## BEGIN
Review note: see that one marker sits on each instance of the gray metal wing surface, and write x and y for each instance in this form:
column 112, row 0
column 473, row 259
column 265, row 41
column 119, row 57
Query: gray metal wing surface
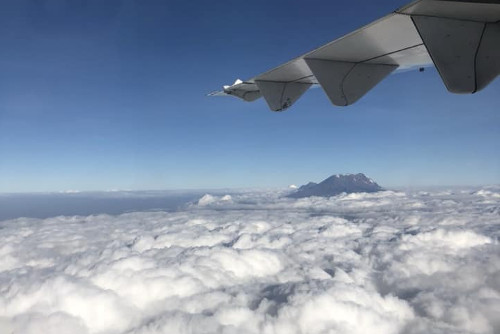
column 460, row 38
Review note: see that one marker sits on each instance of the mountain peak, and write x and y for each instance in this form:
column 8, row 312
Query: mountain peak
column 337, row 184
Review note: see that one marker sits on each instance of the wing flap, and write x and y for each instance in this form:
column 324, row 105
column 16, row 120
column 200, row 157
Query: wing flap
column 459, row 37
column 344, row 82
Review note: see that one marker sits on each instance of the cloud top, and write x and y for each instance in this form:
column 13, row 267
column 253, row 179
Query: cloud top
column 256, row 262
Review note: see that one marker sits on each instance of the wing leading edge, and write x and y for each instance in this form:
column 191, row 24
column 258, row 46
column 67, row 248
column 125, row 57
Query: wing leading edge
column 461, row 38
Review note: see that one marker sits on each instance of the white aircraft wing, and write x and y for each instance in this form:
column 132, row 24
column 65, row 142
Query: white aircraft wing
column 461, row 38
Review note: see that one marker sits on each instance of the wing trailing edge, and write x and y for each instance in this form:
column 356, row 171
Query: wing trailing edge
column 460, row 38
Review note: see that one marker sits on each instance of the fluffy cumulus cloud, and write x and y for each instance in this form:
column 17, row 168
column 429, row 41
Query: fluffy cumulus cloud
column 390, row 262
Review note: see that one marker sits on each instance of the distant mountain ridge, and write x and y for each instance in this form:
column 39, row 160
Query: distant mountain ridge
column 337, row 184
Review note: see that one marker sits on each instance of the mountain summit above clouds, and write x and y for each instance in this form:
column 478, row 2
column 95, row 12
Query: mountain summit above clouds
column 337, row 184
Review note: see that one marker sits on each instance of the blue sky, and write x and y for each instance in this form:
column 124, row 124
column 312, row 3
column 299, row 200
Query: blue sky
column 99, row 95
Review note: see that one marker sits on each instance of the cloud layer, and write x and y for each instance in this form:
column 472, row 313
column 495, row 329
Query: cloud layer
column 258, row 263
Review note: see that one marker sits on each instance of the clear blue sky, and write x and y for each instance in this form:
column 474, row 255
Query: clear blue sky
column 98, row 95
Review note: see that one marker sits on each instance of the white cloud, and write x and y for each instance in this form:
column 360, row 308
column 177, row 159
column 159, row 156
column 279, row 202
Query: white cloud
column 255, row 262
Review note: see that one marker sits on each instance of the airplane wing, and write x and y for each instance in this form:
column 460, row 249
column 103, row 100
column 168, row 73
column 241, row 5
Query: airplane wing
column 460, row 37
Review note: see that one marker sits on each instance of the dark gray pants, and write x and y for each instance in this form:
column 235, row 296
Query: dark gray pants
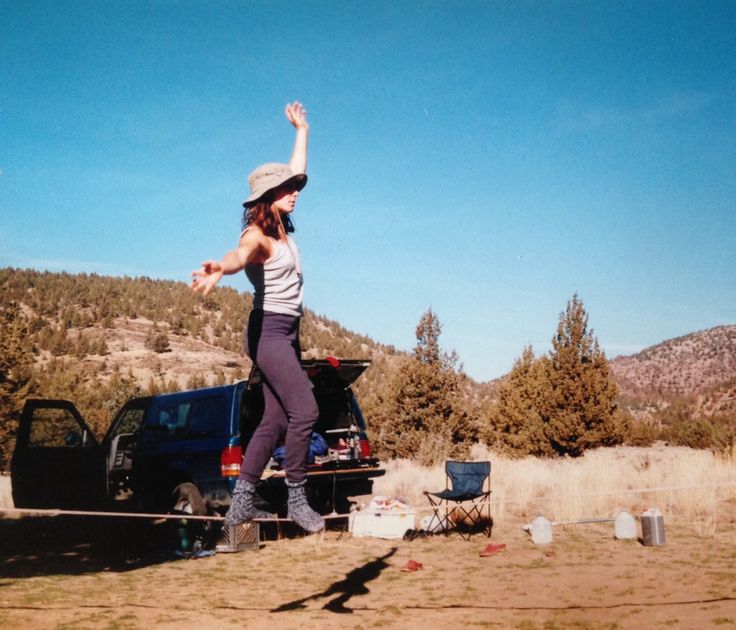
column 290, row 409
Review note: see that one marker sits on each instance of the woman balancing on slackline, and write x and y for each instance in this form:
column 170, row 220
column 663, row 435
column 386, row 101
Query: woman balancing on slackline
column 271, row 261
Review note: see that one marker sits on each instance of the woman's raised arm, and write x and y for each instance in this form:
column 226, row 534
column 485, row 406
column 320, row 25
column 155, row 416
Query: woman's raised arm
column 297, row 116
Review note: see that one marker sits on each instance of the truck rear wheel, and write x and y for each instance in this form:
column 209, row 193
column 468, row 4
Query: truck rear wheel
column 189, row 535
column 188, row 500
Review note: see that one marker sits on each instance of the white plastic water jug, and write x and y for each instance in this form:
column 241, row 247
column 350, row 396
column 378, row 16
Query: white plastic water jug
## END
Rewrite all the rows above, replacing "Query" with "Target" everywhere it occurs and keeping everything else the same. Leave out the pictures.

Review note: see that one marker sits on each instance of the gray metal wing surface, and write x and y for each instance in this form:
column 112, row 0
column 473, row 259
column 265, row 41
column 119, row 57
Target: gray metal wing surface
column 460, row 38
Review note: see that one marker sits on each instance of the mountain peak, and write x and y for each instance in this form:
column 8, row 312
Target: mountain peak
column 337, row 184
Review note: see that one marker sits on each instance of the wing flap, and write x and y for each instance in this form:
column 324, row 105
column 16, row 120
column 200, row 157
Target: wing flap
column 459, row 37
column 344, row 82
Review note: see that one marker sits on each instance of the cloud top, and write x and y for each instance in this form:
column 13, row 267
column 253, row 179
Target: cloud top
column 256, row 262
Review note: see that one marker sits on each instance of the wing leading edge, and write x and y for each instance in this form:
column 191, row 24
column 258, row 46
column 67, row 248
column 125, row 57
Target: wing leading edge
column 461, row 38
Review note: see that one marker sits on each instance of the white aircraft wing, and write x and y for each instance in this form:
column 132, row 24
column 65, row 142
Target: white aircraft wing
column 461, row 38
Review note: see that one marker sits on each instance of the wing trailing edge, and write x and y for each instance in this form:
column 356, row 171
Target: wing trailing edge
column 460, row 38
Review note: see that one marker sits on each instance of the fluffy cumulus cloud, and write x and y for each instance in this form:
column 17, row 168
column 429, row 41
Target: fluffy cumulus cloud
column 390, row 262
Review note: see that one marker sits on each instance of the distant mountain ridge, and write x and y for each instance in this form:
column 39, row 160
Target: distant mountain ridge
column 337, row 184
Review note: see that one marker sits on each instance of the mountain summit above clouds, and write x and y for each instance in this form:
column 478, row 2
column 95, row 12
Target: mountain summit above clouds
column 337, row 184
Review note: see that one marker sits on each instance of the blue sky, and write x and y for each instance in this form:
column 124, row 124
column 312, row 3
column 299, row 200
Target: blue sky
column 99, row 95
Review note: see that one marker sits on each instance of the cloud layer, and write x and y for each instance in this form:
column 472, row 313
column 495, row 329
Target: cloud layer
column 258, row 263
Review note: see that one marker sits on each instance of the clear blue sky, and write x and y for each instance in this form:
column 474, row 255
Target: clear blue sky
column 98, row 95
Review note: see that one marker sits on each instance of the white cloud, and write x and y for each instance in this form:
column 360, row 308
column 177, row 159
column 159, row 156
column 279, row 202
Target: white cloud
column 255, row 262
Review note: see that one marker sits on each instance of the airplane wing, and write x and y for each instance in this form:
column 460, row 249
column 103, row 100
column 168, row 73
column 241, row 5
Target: airplane wing
column 460, row 37
Review note: see that one marker sits on each instance of the dark gray pants, and write x and y for each instance in this form:
column 235, row 296
Target: dark gray pants
column 290, row 409
Review note: see that one marker sits on each instance of the woman balancing on slackline, and write x and y for each instance in this form:
column 170, row 220
column 663, row 435
column 386, row 101
Target: woman balancing on slackline
column 271, row 261
Review note: see that one marker sits on each instance of the woman's raised arm, and write x and y for each instance in this form:
column 226, row 534
column 485, row 406
column 320, row 25
column 155, row 416
Target: woman's raised arm
column 297, row 116
Review note: see that one marker sits on each instance of the truck rear wheel, and write x and y for each instance in this form:
column 209, row 193
column 468, row 4
Target: truck rear wheel
column 189, row 535
column 188, row 500
Review note: see that one marker sits on each instance of the white plastic water jug, and write x and y for each instance in this form:
column 241, row 247
column 350, row 396
column 378, row 16
Target: white plastic water jug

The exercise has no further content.